== WHAT NEEDS TO BE DONE ==
Rewrite the stretch from the start of the records through the line containing "Now the metal", swapping "guardrail" for "barrier" and leaving everything else unchanged.

== Dataset excerpt ==
⁂

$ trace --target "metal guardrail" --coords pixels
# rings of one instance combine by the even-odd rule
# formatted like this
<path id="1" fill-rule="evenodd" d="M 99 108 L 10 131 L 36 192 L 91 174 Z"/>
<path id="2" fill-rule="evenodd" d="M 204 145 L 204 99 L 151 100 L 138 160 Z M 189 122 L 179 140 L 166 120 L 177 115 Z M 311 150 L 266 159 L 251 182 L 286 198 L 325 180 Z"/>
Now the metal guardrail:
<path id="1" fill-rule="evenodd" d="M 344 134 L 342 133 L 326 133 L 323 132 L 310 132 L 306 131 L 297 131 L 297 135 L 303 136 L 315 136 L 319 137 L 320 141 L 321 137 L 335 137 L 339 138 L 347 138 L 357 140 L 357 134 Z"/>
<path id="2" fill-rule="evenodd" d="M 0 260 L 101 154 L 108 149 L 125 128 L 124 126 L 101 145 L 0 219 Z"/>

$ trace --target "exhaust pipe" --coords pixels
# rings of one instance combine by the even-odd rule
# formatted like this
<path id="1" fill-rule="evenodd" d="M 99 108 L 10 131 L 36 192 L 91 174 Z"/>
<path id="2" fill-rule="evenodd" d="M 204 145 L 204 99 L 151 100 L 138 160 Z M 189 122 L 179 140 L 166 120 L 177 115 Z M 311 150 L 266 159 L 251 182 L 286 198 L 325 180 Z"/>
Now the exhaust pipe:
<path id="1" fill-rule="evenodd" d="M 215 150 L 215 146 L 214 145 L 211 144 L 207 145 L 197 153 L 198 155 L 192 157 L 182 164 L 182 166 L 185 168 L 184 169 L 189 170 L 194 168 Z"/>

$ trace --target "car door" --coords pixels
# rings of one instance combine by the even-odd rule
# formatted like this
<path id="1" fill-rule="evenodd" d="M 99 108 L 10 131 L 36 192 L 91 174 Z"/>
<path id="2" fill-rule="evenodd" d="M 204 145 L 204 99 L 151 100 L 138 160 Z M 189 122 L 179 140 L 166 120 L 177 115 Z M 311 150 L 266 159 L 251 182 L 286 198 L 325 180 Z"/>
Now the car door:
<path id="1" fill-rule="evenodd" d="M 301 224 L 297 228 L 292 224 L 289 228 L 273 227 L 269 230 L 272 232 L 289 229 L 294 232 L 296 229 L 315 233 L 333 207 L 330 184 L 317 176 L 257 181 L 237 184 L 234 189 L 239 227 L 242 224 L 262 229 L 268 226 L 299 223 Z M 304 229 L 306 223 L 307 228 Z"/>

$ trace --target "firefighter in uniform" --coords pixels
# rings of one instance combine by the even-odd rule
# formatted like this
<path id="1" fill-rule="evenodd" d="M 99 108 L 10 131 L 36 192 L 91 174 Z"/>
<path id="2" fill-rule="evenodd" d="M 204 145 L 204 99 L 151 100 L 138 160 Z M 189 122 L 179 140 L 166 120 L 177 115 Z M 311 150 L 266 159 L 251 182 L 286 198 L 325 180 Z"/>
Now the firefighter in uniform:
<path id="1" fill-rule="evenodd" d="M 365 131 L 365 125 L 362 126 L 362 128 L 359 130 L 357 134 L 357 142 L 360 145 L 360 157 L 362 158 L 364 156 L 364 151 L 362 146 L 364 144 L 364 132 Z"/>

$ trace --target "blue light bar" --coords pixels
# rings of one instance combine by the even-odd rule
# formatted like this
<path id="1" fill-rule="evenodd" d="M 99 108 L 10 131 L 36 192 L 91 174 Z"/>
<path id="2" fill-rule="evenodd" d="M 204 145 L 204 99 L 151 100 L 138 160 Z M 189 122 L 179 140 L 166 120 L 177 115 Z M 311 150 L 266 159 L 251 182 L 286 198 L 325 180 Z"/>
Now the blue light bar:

⁂

== TASK OUTPUT ==
$ trace --target "metal barrier" --coords pixels
# rings of one instance combine by the even-odd rule
# formatted like this
<path id="1" fill-rule="evenodd" d="M 99 108 L 10 131 L 36 192 L 91 174 Z"/>
<path id="2" fill-rule="evenodd" d="M 204 145 L 204 99 L 151 100 L 138 160 Z M 189 122 L 179 140 L 166 120 L 177 115 Z M 311 150 L 266 159 L 251 182 L 286 198 L 325 180 Z"/>
Now the metal barrier:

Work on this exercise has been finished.